EXERCISE DIRECTIONS
Rename "Query" to "Label" in the entries, starting at the first line and ending at the line containing "point(56, 23)", and reproduce only those lines with everything else unchanged.

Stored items

★ ★ ★ ★ ★ ★ ★

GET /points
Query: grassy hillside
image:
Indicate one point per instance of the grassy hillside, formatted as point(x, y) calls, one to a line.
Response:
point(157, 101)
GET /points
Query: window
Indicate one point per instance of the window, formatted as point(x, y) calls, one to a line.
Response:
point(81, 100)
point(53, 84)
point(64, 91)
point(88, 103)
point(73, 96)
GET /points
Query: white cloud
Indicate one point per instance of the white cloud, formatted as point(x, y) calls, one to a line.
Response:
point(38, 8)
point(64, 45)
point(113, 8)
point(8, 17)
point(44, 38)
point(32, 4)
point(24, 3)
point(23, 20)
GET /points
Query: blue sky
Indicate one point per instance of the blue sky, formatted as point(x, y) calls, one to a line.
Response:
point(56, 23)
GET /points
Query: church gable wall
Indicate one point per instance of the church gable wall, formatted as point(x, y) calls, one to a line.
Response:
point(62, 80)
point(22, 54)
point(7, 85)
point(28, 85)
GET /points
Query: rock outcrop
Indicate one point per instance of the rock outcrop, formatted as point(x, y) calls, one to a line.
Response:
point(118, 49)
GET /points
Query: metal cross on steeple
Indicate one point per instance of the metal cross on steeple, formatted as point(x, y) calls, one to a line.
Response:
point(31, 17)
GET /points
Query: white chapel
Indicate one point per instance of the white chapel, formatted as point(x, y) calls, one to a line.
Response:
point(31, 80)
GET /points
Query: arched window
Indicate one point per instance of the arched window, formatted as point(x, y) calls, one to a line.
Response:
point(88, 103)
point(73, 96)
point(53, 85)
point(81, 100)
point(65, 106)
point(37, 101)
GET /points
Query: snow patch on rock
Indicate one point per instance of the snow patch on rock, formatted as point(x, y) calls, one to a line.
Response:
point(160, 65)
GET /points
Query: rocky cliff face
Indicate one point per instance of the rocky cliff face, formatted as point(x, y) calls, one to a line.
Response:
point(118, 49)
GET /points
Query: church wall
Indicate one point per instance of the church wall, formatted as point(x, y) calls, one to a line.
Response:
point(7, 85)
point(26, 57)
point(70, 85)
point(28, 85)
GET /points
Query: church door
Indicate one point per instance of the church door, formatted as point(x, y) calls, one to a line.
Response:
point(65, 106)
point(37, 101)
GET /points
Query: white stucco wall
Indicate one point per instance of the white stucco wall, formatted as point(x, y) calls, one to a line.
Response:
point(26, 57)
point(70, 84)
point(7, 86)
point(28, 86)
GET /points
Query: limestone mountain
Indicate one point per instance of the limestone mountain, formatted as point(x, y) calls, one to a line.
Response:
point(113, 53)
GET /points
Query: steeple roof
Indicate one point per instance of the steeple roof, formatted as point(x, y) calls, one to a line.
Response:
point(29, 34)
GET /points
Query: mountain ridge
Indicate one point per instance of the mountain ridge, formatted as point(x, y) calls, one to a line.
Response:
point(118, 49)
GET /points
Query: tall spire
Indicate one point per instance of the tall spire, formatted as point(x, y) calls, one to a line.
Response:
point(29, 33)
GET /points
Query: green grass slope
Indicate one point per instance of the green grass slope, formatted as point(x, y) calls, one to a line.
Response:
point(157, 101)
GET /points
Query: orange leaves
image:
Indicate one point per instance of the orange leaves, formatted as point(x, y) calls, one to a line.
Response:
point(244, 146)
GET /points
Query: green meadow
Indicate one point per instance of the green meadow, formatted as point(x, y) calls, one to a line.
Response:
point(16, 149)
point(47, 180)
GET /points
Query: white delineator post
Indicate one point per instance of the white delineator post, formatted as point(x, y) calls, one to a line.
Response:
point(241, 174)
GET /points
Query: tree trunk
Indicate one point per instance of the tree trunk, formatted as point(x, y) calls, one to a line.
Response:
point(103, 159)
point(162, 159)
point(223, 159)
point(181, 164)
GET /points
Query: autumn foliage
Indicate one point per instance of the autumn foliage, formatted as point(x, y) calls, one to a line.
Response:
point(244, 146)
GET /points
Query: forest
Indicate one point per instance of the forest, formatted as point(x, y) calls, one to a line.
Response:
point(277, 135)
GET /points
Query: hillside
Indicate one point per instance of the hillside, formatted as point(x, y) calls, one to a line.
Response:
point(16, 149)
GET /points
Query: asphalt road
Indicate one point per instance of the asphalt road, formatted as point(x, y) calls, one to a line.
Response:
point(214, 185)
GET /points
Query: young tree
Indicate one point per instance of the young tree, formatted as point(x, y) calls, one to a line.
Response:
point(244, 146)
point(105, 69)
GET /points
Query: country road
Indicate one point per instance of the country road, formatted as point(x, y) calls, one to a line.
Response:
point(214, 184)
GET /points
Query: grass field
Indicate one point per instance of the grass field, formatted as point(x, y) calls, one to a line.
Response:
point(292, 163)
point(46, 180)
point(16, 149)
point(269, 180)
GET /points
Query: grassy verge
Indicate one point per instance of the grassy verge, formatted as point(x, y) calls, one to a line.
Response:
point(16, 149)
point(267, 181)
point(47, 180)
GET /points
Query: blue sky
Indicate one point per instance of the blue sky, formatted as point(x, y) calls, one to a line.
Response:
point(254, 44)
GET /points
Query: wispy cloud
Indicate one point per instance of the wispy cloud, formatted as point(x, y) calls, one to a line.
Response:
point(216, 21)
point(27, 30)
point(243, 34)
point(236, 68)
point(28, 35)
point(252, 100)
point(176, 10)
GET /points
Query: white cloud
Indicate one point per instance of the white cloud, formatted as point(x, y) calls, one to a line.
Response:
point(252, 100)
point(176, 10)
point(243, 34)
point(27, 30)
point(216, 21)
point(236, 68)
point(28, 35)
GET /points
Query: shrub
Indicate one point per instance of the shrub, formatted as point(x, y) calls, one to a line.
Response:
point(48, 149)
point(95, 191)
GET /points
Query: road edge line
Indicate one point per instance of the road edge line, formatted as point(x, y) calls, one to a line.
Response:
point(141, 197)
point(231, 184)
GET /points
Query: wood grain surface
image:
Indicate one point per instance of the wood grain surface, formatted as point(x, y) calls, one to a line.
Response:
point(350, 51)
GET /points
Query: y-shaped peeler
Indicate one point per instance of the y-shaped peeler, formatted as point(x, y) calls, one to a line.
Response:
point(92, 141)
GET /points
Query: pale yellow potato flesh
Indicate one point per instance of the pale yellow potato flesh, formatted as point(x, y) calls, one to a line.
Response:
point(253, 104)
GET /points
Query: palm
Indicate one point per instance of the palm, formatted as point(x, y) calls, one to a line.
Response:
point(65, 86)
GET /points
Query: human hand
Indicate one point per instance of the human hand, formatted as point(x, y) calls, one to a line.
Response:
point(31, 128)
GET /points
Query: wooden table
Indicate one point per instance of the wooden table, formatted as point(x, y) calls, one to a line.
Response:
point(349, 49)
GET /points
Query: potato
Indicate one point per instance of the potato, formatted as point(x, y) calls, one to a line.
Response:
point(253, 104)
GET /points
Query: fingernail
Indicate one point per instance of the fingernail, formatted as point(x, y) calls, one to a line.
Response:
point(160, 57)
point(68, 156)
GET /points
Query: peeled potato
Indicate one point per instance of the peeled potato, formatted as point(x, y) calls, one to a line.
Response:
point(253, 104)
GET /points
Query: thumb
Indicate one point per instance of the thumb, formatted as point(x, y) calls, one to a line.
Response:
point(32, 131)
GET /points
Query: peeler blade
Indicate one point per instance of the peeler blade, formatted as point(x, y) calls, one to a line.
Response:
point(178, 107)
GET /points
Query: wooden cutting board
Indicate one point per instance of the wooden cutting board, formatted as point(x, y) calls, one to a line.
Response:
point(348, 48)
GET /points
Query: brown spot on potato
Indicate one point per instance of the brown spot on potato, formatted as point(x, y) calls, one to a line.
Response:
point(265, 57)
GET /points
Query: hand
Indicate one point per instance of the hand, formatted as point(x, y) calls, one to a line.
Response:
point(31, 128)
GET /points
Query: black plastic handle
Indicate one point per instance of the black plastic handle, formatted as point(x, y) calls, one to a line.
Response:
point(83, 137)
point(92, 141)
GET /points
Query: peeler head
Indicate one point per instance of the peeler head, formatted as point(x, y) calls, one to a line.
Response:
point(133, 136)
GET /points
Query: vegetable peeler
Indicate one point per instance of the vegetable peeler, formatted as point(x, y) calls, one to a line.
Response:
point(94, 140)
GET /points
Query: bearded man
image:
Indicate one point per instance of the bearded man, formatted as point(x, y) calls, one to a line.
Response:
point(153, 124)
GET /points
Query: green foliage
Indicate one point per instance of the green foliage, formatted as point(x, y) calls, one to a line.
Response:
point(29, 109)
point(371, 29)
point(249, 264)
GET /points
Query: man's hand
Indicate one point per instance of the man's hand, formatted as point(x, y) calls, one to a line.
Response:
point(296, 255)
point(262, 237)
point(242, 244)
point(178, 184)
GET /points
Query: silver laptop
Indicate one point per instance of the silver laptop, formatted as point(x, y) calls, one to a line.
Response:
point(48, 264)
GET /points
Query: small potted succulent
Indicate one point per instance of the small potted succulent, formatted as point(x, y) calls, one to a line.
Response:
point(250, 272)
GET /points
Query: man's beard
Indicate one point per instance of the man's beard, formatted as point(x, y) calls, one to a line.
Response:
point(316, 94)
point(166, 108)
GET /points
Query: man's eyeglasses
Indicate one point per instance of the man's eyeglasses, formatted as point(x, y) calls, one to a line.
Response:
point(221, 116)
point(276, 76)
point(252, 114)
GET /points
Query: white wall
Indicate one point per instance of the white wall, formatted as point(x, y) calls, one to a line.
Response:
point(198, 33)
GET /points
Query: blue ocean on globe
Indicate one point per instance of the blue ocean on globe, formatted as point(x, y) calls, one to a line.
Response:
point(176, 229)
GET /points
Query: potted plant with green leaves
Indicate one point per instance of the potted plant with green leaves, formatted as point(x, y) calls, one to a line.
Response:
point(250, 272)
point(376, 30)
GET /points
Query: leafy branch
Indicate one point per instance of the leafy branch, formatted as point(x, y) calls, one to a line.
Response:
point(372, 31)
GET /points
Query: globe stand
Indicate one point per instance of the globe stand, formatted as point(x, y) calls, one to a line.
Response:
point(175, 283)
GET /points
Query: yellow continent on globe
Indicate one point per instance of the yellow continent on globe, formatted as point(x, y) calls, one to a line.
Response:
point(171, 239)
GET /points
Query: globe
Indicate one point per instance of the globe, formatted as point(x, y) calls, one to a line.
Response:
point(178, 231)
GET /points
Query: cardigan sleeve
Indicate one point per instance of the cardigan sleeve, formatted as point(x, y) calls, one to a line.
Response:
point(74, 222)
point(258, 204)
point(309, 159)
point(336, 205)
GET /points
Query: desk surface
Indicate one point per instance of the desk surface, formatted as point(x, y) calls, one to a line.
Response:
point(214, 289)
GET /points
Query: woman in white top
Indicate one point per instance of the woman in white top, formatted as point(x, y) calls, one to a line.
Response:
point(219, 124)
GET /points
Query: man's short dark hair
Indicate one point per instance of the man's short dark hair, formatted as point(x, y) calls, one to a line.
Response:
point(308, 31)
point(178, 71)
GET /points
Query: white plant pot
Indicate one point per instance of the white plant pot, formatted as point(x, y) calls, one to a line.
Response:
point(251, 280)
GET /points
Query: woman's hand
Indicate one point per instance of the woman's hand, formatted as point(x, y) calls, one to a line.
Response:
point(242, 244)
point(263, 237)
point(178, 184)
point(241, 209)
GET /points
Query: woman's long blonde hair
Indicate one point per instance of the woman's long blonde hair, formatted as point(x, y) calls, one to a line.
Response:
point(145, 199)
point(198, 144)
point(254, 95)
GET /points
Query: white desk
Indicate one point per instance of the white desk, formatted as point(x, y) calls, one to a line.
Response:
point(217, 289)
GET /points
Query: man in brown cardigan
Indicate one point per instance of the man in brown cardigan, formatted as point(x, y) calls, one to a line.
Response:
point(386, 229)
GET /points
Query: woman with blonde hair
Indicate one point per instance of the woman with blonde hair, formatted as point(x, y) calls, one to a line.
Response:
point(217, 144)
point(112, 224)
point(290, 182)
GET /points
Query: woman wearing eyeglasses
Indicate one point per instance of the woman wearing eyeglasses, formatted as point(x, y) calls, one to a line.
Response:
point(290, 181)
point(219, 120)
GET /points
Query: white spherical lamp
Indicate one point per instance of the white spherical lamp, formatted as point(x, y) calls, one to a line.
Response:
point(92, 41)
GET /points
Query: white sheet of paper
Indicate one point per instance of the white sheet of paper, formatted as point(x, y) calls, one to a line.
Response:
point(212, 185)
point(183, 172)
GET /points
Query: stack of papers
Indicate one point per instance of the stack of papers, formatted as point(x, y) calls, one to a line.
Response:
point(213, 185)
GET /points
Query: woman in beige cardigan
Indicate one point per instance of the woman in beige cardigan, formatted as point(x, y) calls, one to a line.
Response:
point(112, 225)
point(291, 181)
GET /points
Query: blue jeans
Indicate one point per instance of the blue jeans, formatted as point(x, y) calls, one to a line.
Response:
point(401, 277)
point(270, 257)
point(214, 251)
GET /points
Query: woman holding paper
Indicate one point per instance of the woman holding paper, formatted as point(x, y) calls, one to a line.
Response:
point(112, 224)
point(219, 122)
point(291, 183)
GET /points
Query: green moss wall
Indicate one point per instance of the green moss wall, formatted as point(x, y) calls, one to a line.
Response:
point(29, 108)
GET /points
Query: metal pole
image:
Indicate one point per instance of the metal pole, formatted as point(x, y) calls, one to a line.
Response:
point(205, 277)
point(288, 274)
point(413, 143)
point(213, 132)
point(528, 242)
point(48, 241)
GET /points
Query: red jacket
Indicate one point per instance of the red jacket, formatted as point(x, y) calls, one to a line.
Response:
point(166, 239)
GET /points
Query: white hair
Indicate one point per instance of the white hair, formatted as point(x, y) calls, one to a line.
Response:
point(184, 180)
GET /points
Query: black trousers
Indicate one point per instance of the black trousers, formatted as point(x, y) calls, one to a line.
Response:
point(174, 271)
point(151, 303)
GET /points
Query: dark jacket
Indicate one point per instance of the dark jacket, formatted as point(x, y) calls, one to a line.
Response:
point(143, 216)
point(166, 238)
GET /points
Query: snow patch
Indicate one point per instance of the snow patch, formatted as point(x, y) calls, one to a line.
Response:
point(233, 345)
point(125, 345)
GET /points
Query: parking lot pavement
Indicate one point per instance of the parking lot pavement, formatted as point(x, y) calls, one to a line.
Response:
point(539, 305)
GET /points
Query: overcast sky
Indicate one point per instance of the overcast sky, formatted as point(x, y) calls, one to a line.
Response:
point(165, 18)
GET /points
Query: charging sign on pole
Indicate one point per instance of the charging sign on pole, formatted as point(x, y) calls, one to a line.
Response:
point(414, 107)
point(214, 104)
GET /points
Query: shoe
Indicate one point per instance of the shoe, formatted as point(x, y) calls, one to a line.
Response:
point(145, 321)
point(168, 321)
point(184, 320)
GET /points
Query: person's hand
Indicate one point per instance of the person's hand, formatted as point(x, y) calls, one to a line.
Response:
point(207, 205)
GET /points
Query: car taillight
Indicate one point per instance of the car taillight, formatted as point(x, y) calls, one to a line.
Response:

★ ★ ★ ★ ★ ★ ★

REPLY TO THE EXERCISE
GET /points
Label: grassy hillside
image:
Indicate one point per instance of the grassy hillside, formatted as point(x, y) calls, one to a line.
Response:
point(157, 101)
GET /points
Label: window
Indicate one point per instance of the window, formatted as point(x, y) calls, one to a line.
Response:
point(81, 100)
point(53, 84)
point(64, 91)
point(88, 103)
point(73, 96)
GET /points
Label: white cloud
Indicate one point per instance of the white cloud, formatted as point(x, y) calls, one to a line.
Response:
point(38, 8)
point(64, 45)
point(113, 8)
point(8, 17)
point(44, 38)
point(32, 4)
point(24, 3)
point(23, 20)
GET /points
Label: blue sky
Indicate one point per instance of the blue sky, formatted as point(x, y) calls, one to a line.
Response:
point(56, 23)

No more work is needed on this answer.